### [TASK LIST]
1. In the article comparing Cribl Stream's Replay with Cribl Search's Send, what growth rate is given for today's data volume?
2. From the article comparing Cribl Stream's Replay with Cribl Search's Send, extract the passage that begins at the words "Then, last year, we" and stops after "into the answer!".
3. Extend the article comparing Cribl Stream's Replay with Cribl Search's Send, continuing from its final sentence.

─── SOURCE EXTRACT ───

Cribl Stream's Replay vs Cribl Search's Send: Understanding the Differences

Last edited: January 10, 2024

‘Play it Again Sam’

In today’s contemporary landscape, organizations produce more data than ever, which needs to be collected, stored, analyzed, and retained, but not necessarily in that order. Historically, most vendors’ analysis tools were also the retention point for that data. Still, while this may first appear to be the best option for performance, we have quickly seen it creates significant problems. First, those systems were never designed for the scale of today’s growing volume of data, currently at a 28% CAGR. Second, analysis systems pricing is based on the volume of ingested data; the costs are already prohibitive and will continue to climb.

The simple answer is to separate your retention system from your analysis system. Put your data in a separate, cost-effective repository (like Amazon S3) and optimize the transfer of only specific datasets from storage into your analysis system instead of dumping everything into analysis. This is where Cribl comes in.

Cribl built its reputation on providing more innovative ways to manage observability and security data. We engineered Cribl Stream, a vendor-agnostic platform that gives customers the flexibility to route, shape, restructure, and enrich data from any source to any destination and in the format required, with an additional replay capability that enables customers to route “replay” only the essential data they need from low-cost storage to existing analytics tools.

Then, last year, we added Cribl Search, which lets you perform federated “search-in-place” queries on any data in any format at any location, eliminating the complexity and costs associated with first shipping, ingesting, and storing the data before being ankled to search it.

Both Cribl Stream and Search enable administrators to retain their data in their chosen data stores and then retrieve only the specific datasets required for the task (investigative query, etc.). We pride ourselves on giving customers the flexibility to leverage whatever Cribl tools work best with their stack, so you may wonder, which do I use and when? Let’s dive into the answer!

─── DATA SECTION ───

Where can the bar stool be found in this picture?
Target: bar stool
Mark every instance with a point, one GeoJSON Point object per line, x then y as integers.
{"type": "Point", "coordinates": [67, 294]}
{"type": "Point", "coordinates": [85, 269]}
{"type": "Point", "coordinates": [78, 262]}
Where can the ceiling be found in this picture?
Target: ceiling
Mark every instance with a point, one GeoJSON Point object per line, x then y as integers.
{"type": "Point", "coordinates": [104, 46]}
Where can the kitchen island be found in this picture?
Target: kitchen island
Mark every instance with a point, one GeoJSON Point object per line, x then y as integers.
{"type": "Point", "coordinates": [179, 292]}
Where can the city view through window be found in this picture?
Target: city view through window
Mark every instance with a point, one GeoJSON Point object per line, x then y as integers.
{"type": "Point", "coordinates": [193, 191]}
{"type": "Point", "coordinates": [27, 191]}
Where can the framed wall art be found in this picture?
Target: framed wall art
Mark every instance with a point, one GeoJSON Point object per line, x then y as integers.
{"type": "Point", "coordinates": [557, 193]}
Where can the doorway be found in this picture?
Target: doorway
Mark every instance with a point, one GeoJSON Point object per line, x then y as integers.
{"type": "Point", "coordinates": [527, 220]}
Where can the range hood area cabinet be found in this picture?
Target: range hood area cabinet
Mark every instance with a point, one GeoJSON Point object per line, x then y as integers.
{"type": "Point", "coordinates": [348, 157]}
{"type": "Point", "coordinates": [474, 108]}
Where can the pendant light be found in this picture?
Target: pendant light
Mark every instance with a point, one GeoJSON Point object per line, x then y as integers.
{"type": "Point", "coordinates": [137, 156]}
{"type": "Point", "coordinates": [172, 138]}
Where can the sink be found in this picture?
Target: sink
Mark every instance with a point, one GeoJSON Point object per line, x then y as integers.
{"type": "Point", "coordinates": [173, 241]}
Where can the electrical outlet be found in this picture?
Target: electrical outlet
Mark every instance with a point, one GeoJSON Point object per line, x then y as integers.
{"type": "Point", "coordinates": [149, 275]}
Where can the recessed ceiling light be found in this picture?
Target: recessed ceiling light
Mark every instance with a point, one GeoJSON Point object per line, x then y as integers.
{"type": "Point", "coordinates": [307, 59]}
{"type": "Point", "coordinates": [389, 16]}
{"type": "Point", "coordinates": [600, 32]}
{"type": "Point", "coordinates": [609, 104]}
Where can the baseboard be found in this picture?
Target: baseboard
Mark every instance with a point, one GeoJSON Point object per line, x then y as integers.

───

### [ANSWERS BY TASK]
1. A 28% CAGR.

2.
Then, last year, we added Cribl Search, which lets you perform federated “search-in-place” queries on any data in any format at any location, eliminating the complexity and costs associated with first shipping, ingesting, and storing the data before being ankled to search it.

Both Cribl Stream and Search enable administrators to retain their data in their chosen data stores and then retrieve only the specific datasets required for the task (investigative query, etc.). We pride ourselves on giving customers the flexibility to leverage whatever Cribl tools work best with their stack, so you may wonder, which do I use and when? Let’s dive into the answer!

3.
Data Collection Strategies

BL-0006-Stream-Replay-Search-Send-DES-186-2

Data analysis requires collecting and routing the data through some processes to glean specific information. There are multiple ways to collect data for analysis; the traditional method has been to ‘collect it all,’ like the fishing trawl, collecting the targets and a lot of unneeded (image 1) and then store and process the data in your analysis system (I.e., SIEM) to sort it out. This is highly effective and has been the cornerstone of data analysis for a long time. However, data volume growth requires a better option, and Cribl offers two new ways to collect data for analysis: Cribl Stream Replay (image 2), targeting specific subsets of data, and Cribl Search (image 3), allowing the targeting of data with surgical precision. Here’s where they differentiate:

Cribl Stream Replay

Cribl Stream is a universal receiver designed to collect from almost any machine data source, streaming, or scheduled batch collection. As data transits with Cribl Stream, it is ‘shaped’ (reduction, enrichment, format, summarize, aggregate, etc.) before the data is forwarded to its final destination(s). This helps to control costs by eliminating digital noise and, in turn, helps retain more valuable data for a longer time without blowing out budgets. At The same time, Cribl Stream enables customers to route a full-fidelity copy of raw data to low-cost storage for long-term retention for compliance/audit/investigative purposes and “replay” it to analytics tools when required, such as Amazon S3, Google Cloud Platform, Azure Blob, and other compatible systems. With Replay, you can efficiently retrieve data from the object storage and then “replay it” through a pipeline and into your destinations, giving you an affordable way to retain more data for extended periods while still having it accessible for investigations.

A typical use case would be an organization using Amazon S3 to store data, even in the petabytes, before sending it for analysis for their security and operations teams. When teams get requests to review data for use in investigations, they no longer are overwhelmed by the volume of data, allowing the retrieval of specific datasets.

How It Works

Cribl Stream’s Replay option for AWS S3 offers organizations fundamentally new ways to manage data by providing an easy way to ingest selectively and re‑ingest data into systems of analysis. Let’s walk through how to use this feature at a high level.

Your analytics systems continue to do their thing, as usual; no changes are required.
Meanwhile, as raw data flows through Cribl Stream, a copy of that data, all those critical logs, metrics, and traces, is routed to less expensive object storage destination(s).
1. The settings for the Destination allow administrators to define how the uploaded files are partitioned. Host, year, month, date, time, host, index, sourcetype, ….
Whenever required by investigations, audits, or security events, Stream can re-ingest the relevant data right back into your analytics system(s).
1. When replaying the data, partitions will make your replay searches faster, mapping segments of the path back to variables, including time, that you can use to zero in on the exact logs you need.

Replay allows you to retrieve only a subset of the dataset based on the partitioning scheme you defined, improving the quality and speed of your analytics environment.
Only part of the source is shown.